• DOCUMENT PASSAGE
_ _ _ _ _ _ _
But in Marco the Elder's Will these
two are always (3 times) specified as "Nicolaus et Matheus."
[7] This seems implied in the Elder Marco's Will (1280): "Item de bonis
quae me habere contingunt de fraterna Compagnia a suprascriptis
Nicolao et Matheo Paulo," etc.
[8] In his Will he terms himself "Ego Marcus Polo quondam de
Constantinopoli."
[9] There is no real ground for doubt as to this. All the extant MSS.
agree in making Marco fifteen years old when his father returned to
Venice in 1269.
[10] Baldelli and Lazari say that the Bern MS. specifies 30th April; but
this is a mistake.
[11] Pipino's version runs: "Invenit Dominus Nicolaus Paulus uxorem suam
esse de functam, quae in recessu suo fuit praegnans. Invenitque
filium, Marcum nomine, qui jam annos xv. habebat aetatis, qui post
discessum ipsius de Venetiis natus fuerat de uxore sua praefata." To
this Ramusio adds the further particular that the mother died in
giving birth to Mark.
The interpolation is older even than Pipino's version, for we find in
the rude Latin published by the Societe de Geographie "quam cum
Venetiis primo recessit praegnantem dimiserat." But the statement is
certainly an interpolation, for it does not exist in any of the
older texts; nor have we any good reason for believing that it was an
authorised interpolation. I suspect it to have been introduced to
harmonise with an erroneous date for the commencement of the travels
of the two brothers.
Lazari prints: "Messer Nicolo trovo che la sua donna era morta, e
n'era rimasto un fanciullo di dodici anni per nome Marco, che il
padre non avea veduto mai, perche non era ancor nato quando egli
parti." These words have no equivalent in the French Texts, but are
taken from one of the Italian MSS. in the Magliabecchian Library, and
are I suspect also interpolated. The dodici is pure error (see p. 21
infra).
[12] The last view is in substance, I find, suggested by Cicogna (ii.
389).
The matter is of some interest, because in the Will of the younger
Maffeo, which is extant, he makes a bequest to his uncle (Avunculus)
Jordan Trevisan. This seems an indication that his mother's name may
have been Trevisan. The same Maffeo had a daughter Fiordelisa. And
Marco the Elder, in his Will (1280), appoints as his executors, during
the absence of his brothers, the same Jordan Trevisan and his own
sister-in-law Fiordelisa ("Jordanum Trivisanum de confinio S.
Antonini: et Flordelisam cognatam meam"). Hence I conjecture that this
cognata Fiordelisa (Trevisan?) was the wife of the absent Nicolo,
and the mother of Maffeo. In that case of course Maffeo and Marco were
the sons of different mothers. With reference to the above suggestion
of Nicolo's second marriage in 1269 there is a curious variation in a
fragmentary Venetian Polo in the Barberini Library at Rome. It runs,
in the passage corresponding to the latter part of ch. ix. of
Prologue: "i qual do fratelli steteno do anni in Veniezia aspettando
la elletion de nuovo Papa, nel qual tempo Mess. Nicolo si tolse moier
et si la laso graveda." I believe, however, that it is only a
careless misrendering of Pipino's statement about Marco's birth.
_ _ _ _ _ _ _
• PROBLEMS TO WORK ON
[1] Return, verbatim, everything in the rows from the line containing "flag and record integer pixel coordinates." down to the last row, including both ends.
[2] Take the notes on the Polo family further, picking up right after their final sentence.
The notes on the Polo family and the rows that follow are separate, unrelated material.

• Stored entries
_ _ _ _ _ _ _
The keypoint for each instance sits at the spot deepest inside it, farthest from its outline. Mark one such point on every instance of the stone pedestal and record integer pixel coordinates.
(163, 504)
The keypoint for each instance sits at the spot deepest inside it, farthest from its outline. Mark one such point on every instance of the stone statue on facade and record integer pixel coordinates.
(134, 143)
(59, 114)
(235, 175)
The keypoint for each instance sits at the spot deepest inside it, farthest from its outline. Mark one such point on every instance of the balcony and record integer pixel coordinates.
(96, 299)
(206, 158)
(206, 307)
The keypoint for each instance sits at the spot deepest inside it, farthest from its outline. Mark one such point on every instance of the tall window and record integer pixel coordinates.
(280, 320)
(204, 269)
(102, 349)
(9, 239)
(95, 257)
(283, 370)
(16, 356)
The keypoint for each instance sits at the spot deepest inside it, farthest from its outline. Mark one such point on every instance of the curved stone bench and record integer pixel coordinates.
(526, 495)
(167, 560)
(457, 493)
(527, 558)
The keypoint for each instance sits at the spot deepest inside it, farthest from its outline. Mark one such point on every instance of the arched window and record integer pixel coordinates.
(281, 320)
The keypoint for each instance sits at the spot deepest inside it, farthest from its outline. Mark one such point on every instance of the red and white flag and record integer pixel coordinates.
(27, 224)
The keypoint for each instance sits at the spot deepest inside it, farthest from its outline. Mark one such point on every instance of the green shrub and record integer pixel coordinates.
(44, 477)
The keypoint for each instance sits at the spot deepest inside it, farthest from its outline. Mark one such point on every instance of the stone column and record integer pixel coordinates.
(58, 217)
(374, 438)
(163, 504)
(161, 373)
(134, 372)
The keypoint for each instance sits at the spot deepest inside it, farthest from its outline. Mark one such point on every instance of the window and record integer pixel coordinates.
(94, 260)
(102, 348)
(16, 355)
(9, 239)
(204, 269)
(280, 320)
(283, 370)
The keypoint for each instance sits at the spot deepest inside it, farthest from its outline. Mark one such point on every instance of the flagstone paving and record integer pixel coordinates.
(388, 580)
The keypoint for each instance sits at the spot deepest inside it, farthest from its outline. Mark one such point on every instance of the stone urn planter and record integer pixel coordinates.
_ _ _ _ _ _ _
• EXERCISE RESULTS
[1]
The keypoint for each instance sits at the spot deepest inside it, farthest from its outline. Mark one such point on every instance of the red and white flag and record integer pixel coordinates.
(27, 224)
The keypoint for each instance sits at the spot deepest inside it, farthest from its outline. Mark one such point on every instance of the green shrub and record integer pixel coordinates.
(44, 477)
The keypoint for each instance sits at the spot deepest inside it, farthest from its outline. Mark one such point on every instance of the stone column and record integer pixel coordinates.
(58, 217)
(374, 438)
(163, 504)
(161, 373)
(134, 372)
The keypoint for each instance sits at the spot deepest inside it, farthest from its outline. Mark one such point on every instance of the window and record integer pixel coordinates.
(94, 260)
(102, 348)
(16, 355)
(9, 239)
(204, 269)
(280, 320)
(283, 370)
The keypoint for each instance sits at the spot deepest inside it, farthest from its outline. Mark one such point on every instance of the flagstone paving and record integer pixel coordinates.
(388, 580)
The keypoint for each instance sits at the spot deepest inside it, farthest from its outline. Mark one such point on every instance of the stone urn planter and record integer pixel coordinates.

[2]
[13] [Major Sykes, in his remarkable book on Persia, ch. xxiii. pp.
262-263, does not share Sir Henry Yule's opinion regarding this
itinerary, and he writes:
"To return to our travellers, who started on their second great
journey in 1271, Sir Henry Yule, in his introduction,[A] makes them
travel via Sivas to Mosul and Baghdad, and thence by sea to Hormuz,
and this is the itinerary shown on his sketch map. This view I am
unwilling to accept for more than one reason. In the first place, if,
with Colonel Yule, we suppose that Ser Marco visited Baghdad, is it
not unlikely that he should term the River Volga the Tigris,[B] and
yet leave the river of Baghdad nameless? It may be urged that Marco
believed the legend of the reappearance of the Volga in Kurdistan, but
yet, if the text be read with care and the character of the traveller
be taken into account, this error is scarcely explicable in any other
way, than that he was never there.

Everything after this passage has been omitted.